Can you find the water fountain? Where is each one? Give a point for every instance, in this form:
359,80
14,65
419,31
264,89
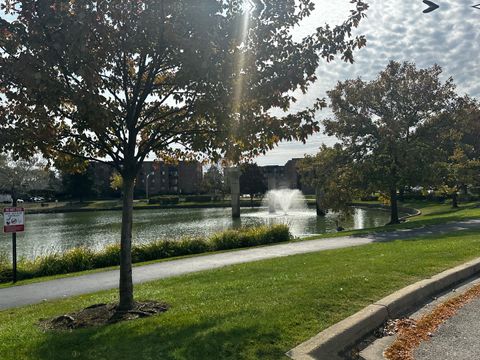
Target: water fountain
285,201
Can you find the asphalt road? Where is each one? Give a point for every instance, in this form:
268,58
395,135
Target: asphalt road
456,339
17,296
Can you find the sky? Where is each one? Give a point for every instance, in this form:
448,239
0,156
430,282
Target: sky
395,30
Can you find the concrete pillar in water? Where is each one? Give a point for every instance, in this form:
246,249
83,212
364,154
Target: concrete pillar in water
318,202
234,177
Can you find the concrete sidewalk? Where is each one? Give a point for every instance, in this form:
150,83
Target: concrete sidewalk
456,338
34,293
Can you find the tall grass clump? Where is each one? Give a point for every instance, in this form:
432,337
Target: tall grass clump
81,259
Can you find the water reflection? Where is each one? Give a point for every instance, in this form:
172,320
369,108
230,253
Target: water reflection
46,233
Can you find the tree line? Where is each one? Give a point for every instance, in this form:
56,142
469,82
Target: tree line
405,129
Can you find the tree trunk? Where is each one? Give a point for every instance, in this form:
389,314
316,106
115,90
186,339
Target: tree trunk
393,207
126,284
455,200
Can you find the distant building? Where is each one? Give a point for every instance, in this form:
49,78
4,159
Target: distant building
5,198
286,176
182,178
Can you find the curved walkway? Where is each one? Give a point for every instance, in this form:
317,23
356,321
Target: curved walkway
55,289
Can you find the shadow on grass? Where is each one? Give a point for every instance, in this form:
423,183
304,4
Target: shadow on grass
414,233
209,338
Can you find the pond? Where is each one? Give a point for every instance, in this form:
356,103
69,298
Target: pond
47,233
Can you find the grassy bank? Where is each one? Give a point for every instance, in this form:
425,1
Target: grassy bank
116,205
82,259
248,311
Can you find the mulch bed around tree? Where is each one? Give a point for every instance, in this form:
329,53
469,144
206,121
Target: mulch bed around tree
410,333
102,314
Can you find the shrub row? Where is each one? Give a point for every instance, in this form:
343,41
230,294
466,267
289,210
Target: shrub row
80,259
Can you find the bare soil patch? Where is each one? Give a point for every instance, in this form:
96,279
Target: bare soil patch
102,314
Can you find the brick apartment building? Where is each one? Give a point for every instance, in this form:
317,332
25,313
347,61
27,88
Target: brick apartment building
286,176
182,178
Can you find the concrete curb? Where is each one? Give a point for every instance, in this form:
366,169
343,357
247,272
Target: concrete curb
328,344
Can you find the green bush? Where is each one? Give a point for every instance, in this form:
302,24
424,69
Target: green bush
80,259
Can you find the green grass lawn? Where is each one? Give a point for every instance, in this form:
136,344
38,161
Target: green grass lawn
249,311
432,213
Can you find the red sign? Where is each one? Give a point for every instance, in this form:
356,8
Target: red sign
13,220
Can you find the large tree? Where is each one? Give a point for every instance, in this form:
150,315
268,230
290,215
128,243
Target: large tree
21,176
380,124
333,175
115,81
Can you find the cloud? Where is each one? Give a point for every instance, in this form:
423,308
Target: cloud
395,30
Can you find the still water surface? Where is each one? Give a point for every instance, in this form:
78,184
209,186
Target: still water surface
47,233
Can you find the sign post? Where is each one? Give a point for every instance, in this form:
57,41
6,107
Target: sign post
13,222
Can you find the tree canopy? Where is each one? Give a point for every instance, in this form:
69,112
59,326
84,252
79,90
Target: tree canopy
381,124
114,81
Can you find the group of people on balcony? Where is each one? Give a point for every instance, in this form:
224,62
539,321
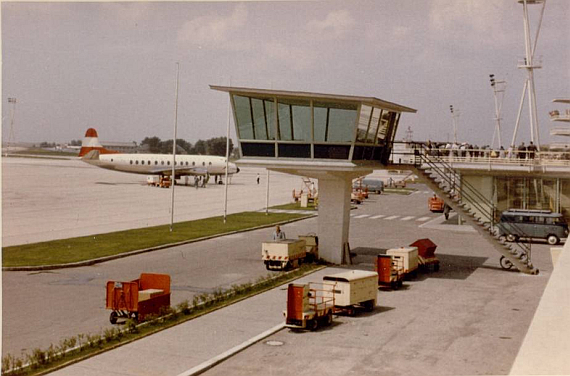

- _WORK ORDER_
Print the records verbatim, without pictures.

- _RESULT_
Can you find the water fountain? Where is each one? Give a point for every instance, in this form:
359,80
14,65
419,31
264,89
Target: water fountain
285,201
Can you find the asphalt road? Where is each one? Give a point for every instance, in this form:
268,58
395,135
Target: asphalt road
456,339
17,296
Can you find the sky? Where is each one? Give a point for every instance, in this form:
448,239
0,156
430,282
Target: sky
395,30
Can you find the concrete pillar in water? Where is each one? Give a point for every instance, in this form:
246,249
83,212
364,154
Target: concrete pillar in water
318,202
234,177
Can you find the concrete sidewalk? Where is each one? Give a point for every instance, in this form:
150,83
Target: concrete sidewalk
456,338
34,293
Can you find the tall grass clump? Where is each one? Give a point for every instance, in this form:
432,337
Target: tall grass clump
81,259
Can you find the water reflection? Where is each one? Give a point for every instance, in this form:
172,320
369,108
230,253
Target: water reflection
46,233
Can you find the tree line? Where is each one? Give a point for every instance, in this form:
56,142
469,82
Target: tree line
405,129
Can you find the tree trunk? Where is each one? Give a point for every instance, in this form:
389,314
316,106
115,90
186,339
Target: tree trunk
393,207
126,284
455,200
Can you find the distant building? Where is each one? Give a point for every instance, in this form:
49,78
4,159
Target: distant building
5,198
286,176
182,178
Can you find the curved walkway? Where is each one? Give a point for every instance, in this form:
317,23
356,321
Target: curved walkway
55,289
Can you find the shadow on grass? Where is each one? Give a point for every instance, in this form:
423,183
304,4
Target: shadow on grass
414,233
209,338
Can you find the pond? Where is each one? Give a point for every instance, in this form:
356,103
69,298
Target: pond
47,233
Can you find the grassy bank? Where is each one? Give a point for every instance, in this form:
425,1
Target: grassy bank
116,205
82,259
248,311
Can you find the mulch bed around tree? Where is each one? Give a point for every instance, in this form:
329,53
469,144
206,121
Target: mulch bed around tree
410,333
102,314
Can you find the shrub row? Where is each one? Give a point for every instance, in this form:
343,41
230,294
466,267
289,210
Target: shrub row
80,259
Can you find the bare soil patch? Where is each one? Give a point for every instance, in this form:
96,279
Target: bare soil patch
102,314
Can you find the brick apartment building? Where is each one? Give a point for every instance, in this form:
317,332
25,313
347,61
27,88
Target: brick apartment building
286,176
182,178
Can you find the concrete curb? Where is each one? Give a point for every instance, in this form:
366,169
343,357
247,272
Target: concrete curb
328,344
Can you find the green bush? Where is each one? Give a point for every instance, in this form:
302,24
424,69
Target: green bush
80,259
Can you find the green grass lawn? Where is each one? Give a point for every instance, in this form:
136,344
38,161
Target: green grass lawn
249,311
432,213
Can you find the red sign? Where is each one? Give a point for every instance, in this form:
356,8
Target: red sign
13,220
Can you find the large tree? Where is each one? Give a point for every instance, in this form:
150,315
268,230
290,215
128,243
Target: large tree
21,176
380,124
333,175
115,81
Can you find the cloud? Where is each one? Give a point for every instance, in this form:
423,308
Target: cloud
395,30
Can you find the still water surface? Where is each one? Give a point for every instance, in this form:
78,184
209,186
Target: still water surface
47,233
Can you find the sign post? Where is each one? Give a point for every instance, in this form:
57,41
6,107
Target: sign post
13,222
Can you find the tree canopy? Where is each one? Give a point for every instance, in this form:
69,112
59,326
84,252
79,90
Target: tree canopy
381,124
114,81
Can you find the group of people on balcony? Where is each one? Give a point for every instance, in this form:
224,62
539,321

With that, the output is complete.